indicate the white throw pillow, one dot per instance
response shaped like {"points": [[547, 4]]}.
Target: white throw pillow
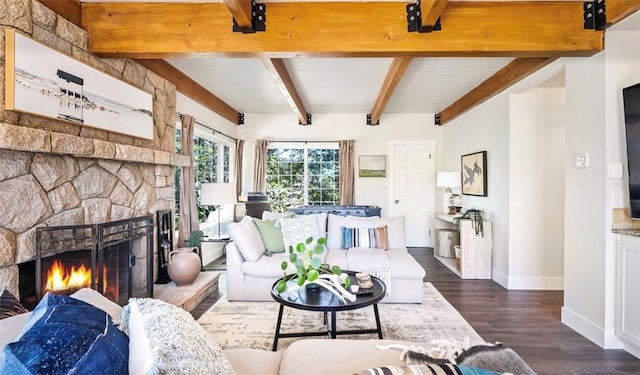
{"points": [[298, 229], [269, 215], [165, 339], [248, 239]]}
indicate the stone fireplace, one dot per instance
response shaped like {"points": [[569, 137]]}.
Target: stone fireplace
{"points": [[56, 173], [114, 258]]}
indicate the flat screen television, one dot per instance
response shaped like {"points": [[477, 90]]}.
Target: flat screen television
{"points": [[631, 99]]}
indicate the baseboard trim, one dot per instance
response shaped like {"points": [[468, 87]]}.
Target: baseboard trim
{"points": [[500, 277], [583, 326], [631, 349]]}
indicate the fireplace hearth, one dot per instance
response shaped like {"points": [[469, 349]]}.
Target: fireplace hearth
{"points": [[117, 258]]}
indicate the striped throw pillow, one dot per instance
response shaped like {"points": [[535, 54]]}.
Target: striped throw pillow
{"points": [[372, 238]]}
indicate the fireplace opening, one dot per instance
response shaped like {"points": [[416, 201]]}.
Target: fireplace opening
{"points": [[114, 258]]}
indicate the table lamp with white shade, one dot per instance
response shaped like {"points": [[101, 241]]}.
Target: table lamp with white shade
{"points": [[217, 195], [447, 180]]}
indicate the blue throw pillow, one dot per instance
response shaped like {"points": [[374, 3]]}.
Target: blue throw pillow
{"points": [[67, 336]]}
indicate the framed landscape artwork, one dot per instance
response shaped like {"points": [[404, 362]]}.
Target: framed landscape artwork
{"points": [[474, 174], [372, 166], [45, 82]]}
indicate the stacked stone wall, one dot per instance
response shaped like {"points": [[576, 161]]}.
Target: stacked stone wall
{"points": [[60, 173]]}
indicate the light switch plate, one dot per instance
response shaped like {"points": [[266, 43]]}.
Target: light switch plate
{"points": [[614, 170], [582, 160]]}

· · · · · · ·

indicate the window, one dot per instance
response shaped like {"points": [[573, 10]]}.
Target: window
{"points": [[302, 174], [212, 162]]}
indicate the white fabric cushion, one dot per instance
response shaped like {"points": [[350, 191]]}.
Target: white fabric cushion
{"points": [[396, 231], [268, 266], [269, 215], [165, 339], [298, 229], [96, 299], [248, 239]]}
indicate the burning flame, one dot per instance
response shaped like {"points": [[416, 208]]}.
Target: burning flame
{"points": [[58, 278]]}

· · · · · · ·

» WHAT THE TASK REQUIRES:
How many lines in the records contain the string "framed"? Case counts. Give only the number.

» THE OUTPUT:
2